What the exercise asks:
Go through the material and return every line that contains the string "boat".

Data for this task:
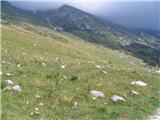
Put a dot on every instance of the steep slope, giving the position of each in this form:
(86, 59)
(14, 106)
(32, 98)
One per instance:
(56, 70)
(90, 28)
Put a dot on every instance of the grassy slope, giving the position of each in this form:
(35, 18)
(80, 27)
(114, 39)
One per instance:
(57, 93)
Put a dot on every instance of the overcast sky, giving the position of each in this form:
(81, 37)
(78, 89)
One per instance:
(141, 14)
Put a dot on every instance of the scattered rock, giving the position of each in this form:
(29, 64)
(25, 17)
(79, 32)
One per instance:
(65, 77)
(36, 109)
(6, 51)
(155, 115)
(37, 96)
(139, 83)
(43, 64)
(116, 98)
(40, 104)
(3, 62)
(98, 66)
(9, 74)
(133, 92)
(35, 45)
(63, 66)
(157, 71)
(7, 88)
(105, 72)
(16, 88)
(1, 73)
(19, 65)
(9, 82)
(95, 94)
(75, 104)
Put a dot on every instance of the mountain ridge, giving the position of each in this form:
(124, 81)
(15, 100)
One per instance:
(90, 28)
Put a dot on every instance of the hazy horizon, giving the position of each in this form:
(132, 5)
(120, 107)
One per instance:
(138, 15)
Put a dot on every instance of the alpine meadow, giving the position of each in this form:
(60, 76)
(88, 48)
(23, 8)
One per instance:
(67, 64)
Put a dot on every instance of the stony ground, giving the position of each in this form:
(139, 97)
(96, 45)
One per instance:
(155, 115)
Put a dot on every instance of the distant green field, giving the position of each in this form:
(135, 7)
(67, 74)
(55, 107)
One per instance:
(42, 52)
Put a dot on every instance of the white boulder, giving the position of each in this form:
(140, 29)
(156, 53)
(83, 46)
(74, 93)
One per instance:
(19, 65)
(9, 82)
(98, 66)
(9, 74)
(1, 73)
(138, 83)
(116, 98)
(133, 92)
(105, 72)
(16, 88)
(95, 94)
(63, 66)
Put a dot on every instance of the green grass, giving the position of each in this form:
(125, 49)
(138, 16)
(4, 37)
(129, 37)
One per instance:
(32, 48)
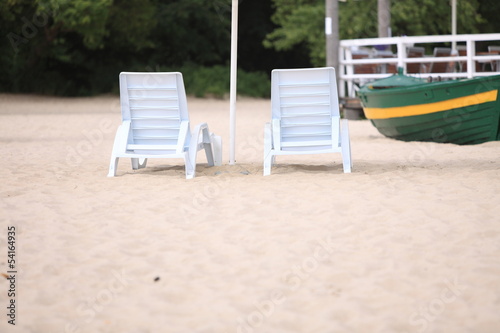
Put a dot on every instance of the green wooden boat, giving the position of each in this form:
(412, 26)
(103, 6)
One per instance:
(455, 111)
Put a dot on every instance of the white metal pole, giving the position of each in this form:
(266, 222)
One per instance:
(454, 22)
(233, 86)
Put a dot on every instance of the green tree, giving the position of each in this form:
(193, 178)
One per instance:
(302, 21)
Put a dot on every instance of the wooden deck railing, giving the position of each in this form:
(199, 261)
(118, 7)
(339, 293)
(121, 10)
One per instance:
(361, 60)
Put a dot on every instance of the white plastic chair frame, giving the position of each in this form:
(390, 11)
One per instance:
(305, 116)
(155, 124)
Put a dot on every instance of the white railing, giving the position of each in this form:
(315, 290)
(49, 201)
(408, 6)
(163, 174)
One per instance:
(348, 79)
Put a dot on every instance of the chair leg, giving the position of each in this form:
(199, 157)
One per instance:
(268, 156)
(217, 149)
(346, 147)
(135, 163)
(190, 162)
(112, 166)
(142, 163)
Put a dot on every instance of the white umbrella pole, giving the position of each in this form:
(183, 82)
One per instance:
(454, 22)
(232, 89)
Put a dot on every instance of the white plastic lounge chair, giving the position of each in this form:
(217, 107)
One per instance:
(155, 123)
(305, 116)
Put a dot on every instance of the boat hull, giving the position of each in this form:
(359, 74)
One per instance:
(460, 112)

Result for this exercise:
Put a dot on every instance of the green wooden boat, giving the position of each in this form:
Put a dot on every instance of the boat hull, giving the position of each in this form:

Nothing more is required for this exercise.